+++ Exercise data +++
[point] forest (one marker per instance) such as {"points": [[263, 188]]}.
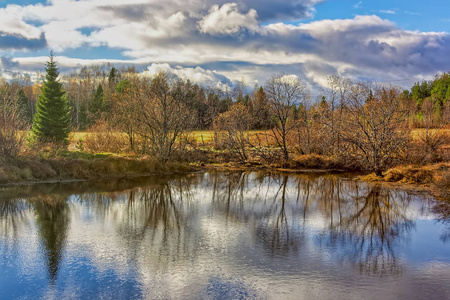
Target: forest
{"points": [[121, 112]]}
+++
+++ Exercise data +++
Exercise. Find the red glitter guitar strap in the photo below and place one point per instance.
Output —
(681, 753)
+++
▶ Task to complete
Gather every line from the items that contains the string "points", and copy each one.

▶ Solution for this problem
[point] forest (one marker per instance) such as {"points": [[263, 188]]}.
{"points": [[121, 112]]}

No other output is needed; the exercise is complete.